-- Source text start --
This is true if you are married, whether you know it or not, whether you admit it or not. Every human’s beliefs are unique to that human. The idea that two spouses are “on the same page” is illusory. (Apologies to those who are not married, but that title was too good to pass up–this also applies to any two people, though. Sameness of belief is not possible.)
Imagine for a moment that you and your spouse (or friend or family member) are both TBMs or “True Believing Mormons.” You both have a temple recommend. You attend church and the temple. You pay tithing. You watch General Conference. You raise your kids to believe in the church and see it as important. You accept callings and invitations to speak. You both think you are on the same page. You’re not.
Or imagine, conversely, that you and your spouse (or other) are nuanced believers. You don’t accept everything. You participate, but are also critical of things you see that are harmful, sexist, homophobic, racist, or transphobic. You discuss your observations openly with each other, and you both have a similar level of belief. You teach your kids healthy skepticism of some of the things they are hearing from seminary teachers or youth leaders that don’t jibe with your values. You may feel like you are on the same page, but the reality is that despite your open communication you are not. Not really.
-- Source text end --
-- Supplied data start --
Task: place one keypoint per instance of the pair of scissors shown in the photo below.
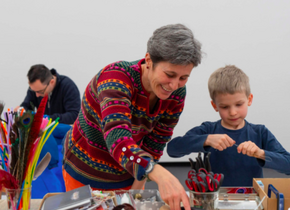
(194, 185)
(201, 163)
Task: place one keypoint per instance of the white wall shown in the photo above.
(78, 38)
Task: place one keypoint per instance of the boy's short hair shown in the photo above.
(228, 79)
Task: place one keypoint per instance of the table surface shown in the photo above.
(35, 203)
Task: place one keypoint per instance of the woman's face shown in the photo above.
(165, 78)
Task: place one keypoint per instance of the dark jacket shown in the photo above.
(64, 102)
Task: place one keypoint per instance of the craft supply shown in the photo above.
(266, 158)
(22, 136)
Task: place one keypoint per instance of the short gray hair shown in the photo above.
(175, 44)
(228, 80)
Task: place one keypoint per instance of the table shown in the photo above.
(35, 203)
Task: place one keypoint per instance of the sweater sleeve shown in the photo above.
(71, 102)
(192, 141)
(115, 90)
(277, 157)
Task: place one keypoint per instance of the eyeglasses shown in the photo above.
(41, 91)
(124, 206)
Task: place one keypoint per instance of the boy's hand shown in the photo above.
(251, 149)
(219, 141)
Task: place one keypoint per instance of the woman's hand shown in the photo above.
(171, 191)
(138, 185)
(251, 149)
(219, 141)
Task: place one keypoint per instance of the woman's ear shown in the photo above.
(250, 99)
(214, 106)
(148, 60)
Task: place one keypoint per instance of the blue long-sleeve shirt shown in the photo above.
(239, 169)
(64, 102)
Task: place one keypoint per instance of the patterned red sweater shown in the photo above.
(115, 135)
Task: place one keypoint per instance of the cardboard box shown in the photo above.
(281, 184)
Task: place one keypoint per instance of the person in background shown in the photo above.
(128, 113)
(239, 149)
(63, 94)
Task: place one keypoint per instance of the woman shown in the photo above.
(128, 113)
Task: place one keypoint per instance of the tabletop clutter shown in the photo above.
(22, 136)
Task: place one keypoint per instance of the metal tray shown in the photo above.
(249, 200)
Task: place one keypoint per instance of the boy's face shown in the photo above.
(233, 109)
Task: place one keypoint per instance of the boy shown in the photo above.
(238, 148)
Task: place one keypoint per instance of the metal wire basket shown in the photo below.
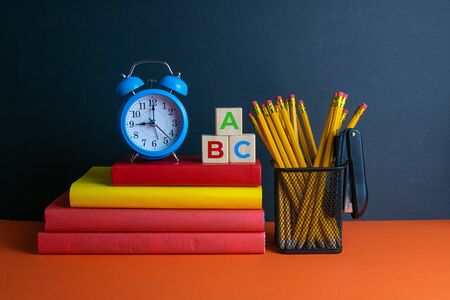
(308, 209)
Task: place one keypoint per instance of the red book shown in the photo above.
(151, 243)
(189, 171)
(59, 216)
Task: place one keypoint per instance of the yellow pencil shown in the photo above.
(333, 129)
(358, 113)
(261, 135)
(293, 114)
(343, 117)
(291, 134)
(278, 142)
(281, 133)
(266, 131)
(326, 128)
(308, 130)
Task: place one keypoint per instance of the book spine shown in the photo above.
(151, 243)
(152, 220)
(199, 175)
(93, 195)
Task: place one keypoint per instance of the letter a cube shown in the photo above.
(229, 121)
(214, 149)
(242, 148)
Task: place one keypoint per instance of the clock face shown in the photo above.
(153, 122)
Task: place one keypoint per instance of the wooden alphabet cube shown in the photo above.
(228, 120)
(214, 149)
(242, 148)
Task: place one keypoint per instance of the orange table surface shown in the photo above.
(380, 260)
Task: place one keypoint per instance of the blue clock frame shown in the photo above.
(154, 155)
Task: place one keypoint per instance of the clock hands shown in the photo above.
(163, 131)
(143, 124)
(153, 112)
(153, 124)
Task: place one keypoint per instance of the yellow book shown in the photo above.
(94, 189)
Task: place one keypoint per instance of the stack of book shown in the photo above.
(161, 207)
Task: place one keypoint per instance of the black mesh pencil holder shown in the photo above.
(308, 209)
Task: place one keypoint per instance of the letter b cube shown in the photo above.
(229, 121)
(214, 149)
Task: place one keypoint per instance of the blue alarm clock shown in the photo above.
(153, 121)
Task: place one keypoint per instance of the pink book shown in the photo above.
(151, 243)
(59, 216)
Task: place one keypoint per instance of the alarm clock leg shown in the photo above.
(133, 157)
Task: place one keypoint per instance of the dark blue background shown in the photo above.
(61, 63)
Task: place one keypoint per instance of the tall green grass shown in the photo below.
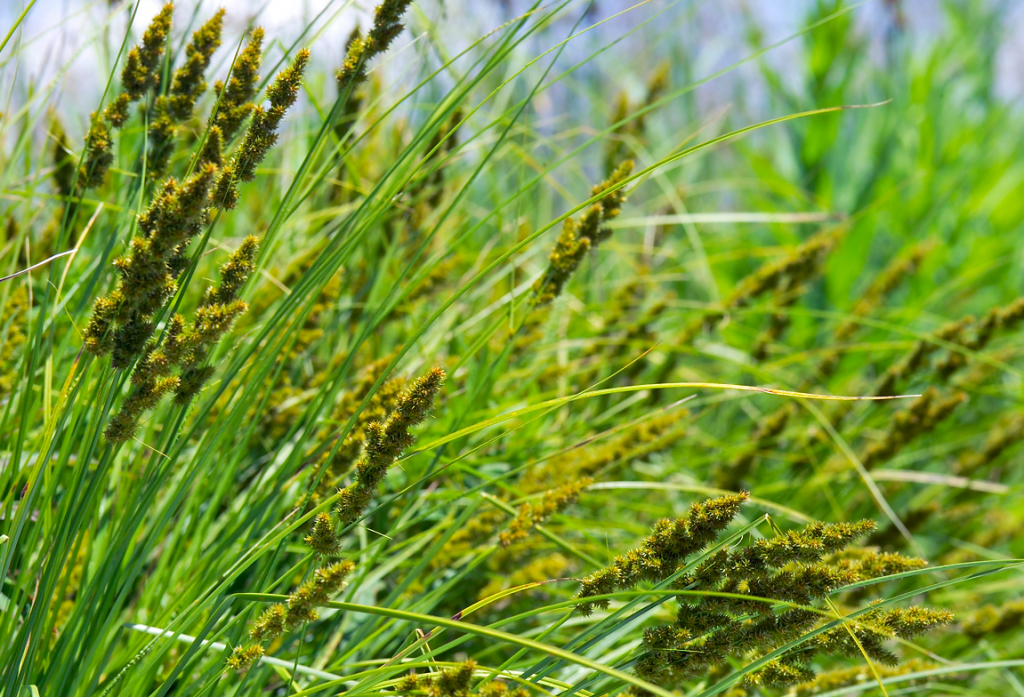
(700, 331)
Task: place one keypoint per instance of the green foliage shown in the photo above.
(228, 465)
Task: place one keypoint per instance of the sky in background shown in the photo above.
(58, 39)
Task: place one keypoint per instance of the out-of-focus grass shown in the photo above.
(407, 221)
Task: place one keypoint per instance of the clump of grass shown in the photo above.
(307, 511)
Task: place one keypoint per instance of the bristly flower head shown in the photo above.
(236, 98)
(387, 25)
(385, 443)
(187, 85)
(659, 555)
(142, 69)
(579, 238)
(262, 132)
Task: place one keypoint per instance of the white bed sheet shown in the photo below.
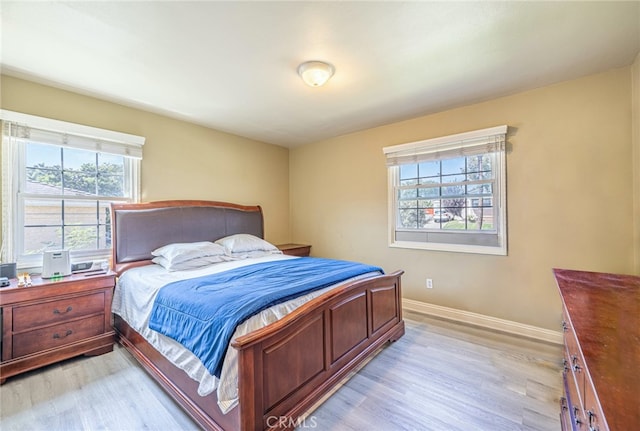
(133, 300)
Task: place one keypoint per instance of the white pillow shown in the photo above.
(198, 262)
(244, 243)
(182, 251)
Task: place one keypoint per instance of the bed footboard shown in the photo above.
(286, 367)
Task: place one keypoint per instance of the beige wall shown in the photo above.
(569, 187)
(635, 115)
(181, 160)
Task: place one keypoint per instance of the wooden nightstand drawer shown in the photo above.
(57, 335)
(52, 320)
(32, 316)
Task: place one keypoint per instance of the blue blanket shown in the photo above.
(202, 313)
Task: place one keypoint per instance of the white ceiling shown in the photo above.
(232, 65)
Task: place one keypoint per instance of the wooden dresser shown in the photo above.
(601, 323)
(54, 320)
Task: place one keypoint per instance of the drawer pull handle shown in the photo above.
(592, 416)
(56, 311)
(66, 334)
(576, 367)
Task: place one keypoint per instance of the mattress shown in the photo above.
(133, 299)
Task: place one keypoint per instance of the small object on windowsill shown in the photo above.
(24, 279)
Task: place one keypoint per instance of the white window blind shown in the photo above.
(459, 145)
(58, 179)
(24, 127)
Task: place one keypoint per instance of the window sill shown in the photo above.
(455, 248)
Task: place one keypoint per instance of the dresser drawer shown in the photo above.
(57, 335)
(593, 414)
(47, 313)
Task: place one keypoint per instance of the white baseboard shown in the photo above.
(484, 321)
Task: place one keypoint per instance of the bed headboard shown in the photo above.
(138, 229)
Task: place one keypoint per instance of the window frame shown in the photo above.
(14, 194)
(461, 241)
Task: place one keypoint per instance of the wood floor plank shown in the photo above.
(440, 376)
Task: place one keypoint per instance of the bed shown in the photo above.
(283, 369)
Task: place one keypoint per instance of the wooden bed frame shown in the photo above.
(284, 368)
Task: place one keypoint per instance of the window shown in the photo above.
(448, 193)
(58, 181)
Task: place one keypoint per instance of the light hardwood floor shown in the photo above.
(439, 376)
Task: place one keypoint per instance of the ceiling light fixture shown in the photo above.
(315, 73)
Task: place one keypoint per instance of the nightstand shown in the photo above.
(295, 249)
(52, 320)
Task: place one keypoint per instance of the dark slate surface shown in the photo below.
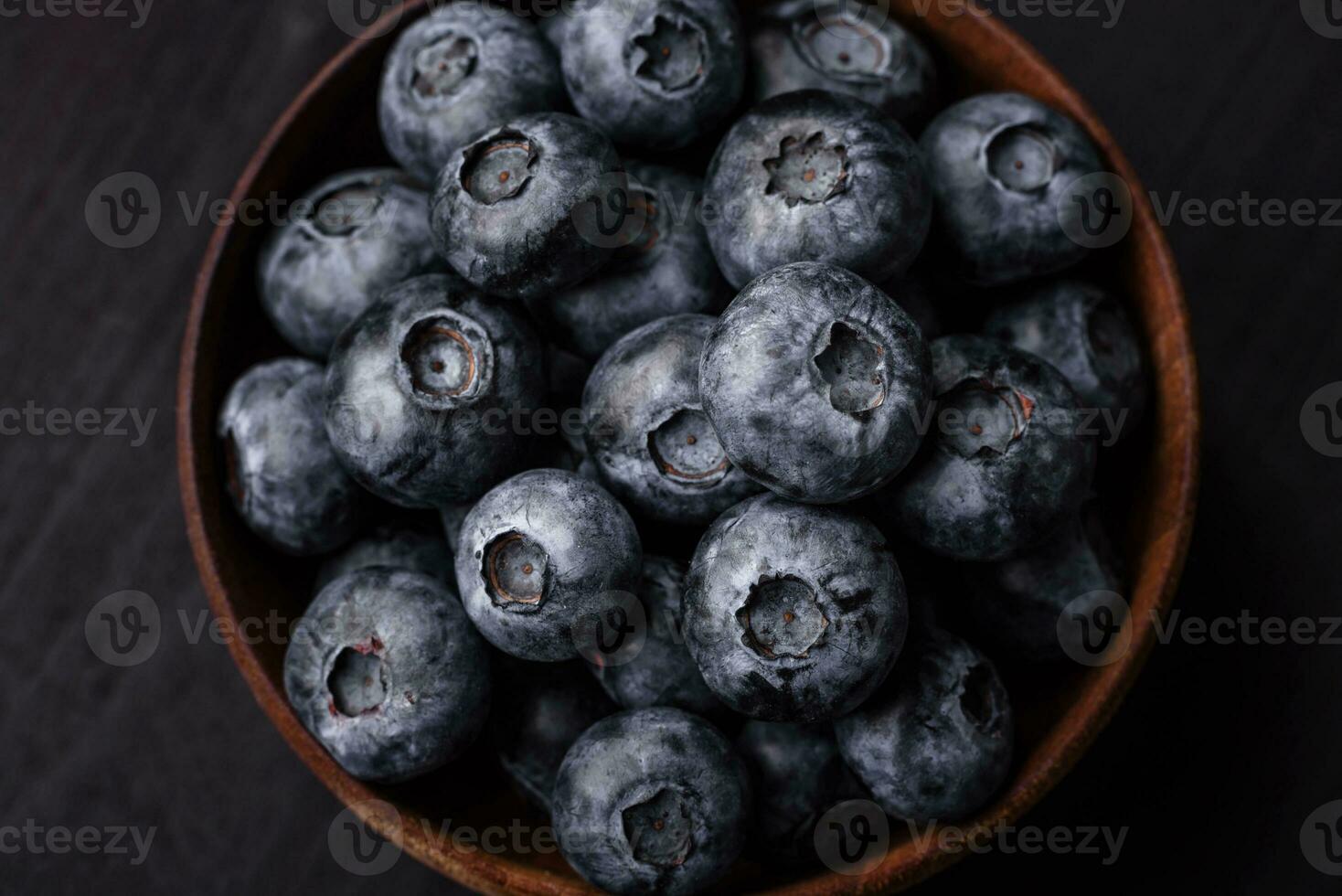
-- Supplied data end --
Problem description: In the text about spouses' beliefs, what does the abbreviation "TBMs" stand for? These items were taken from a different source than the text.

Finished exercise: True Believing Mormons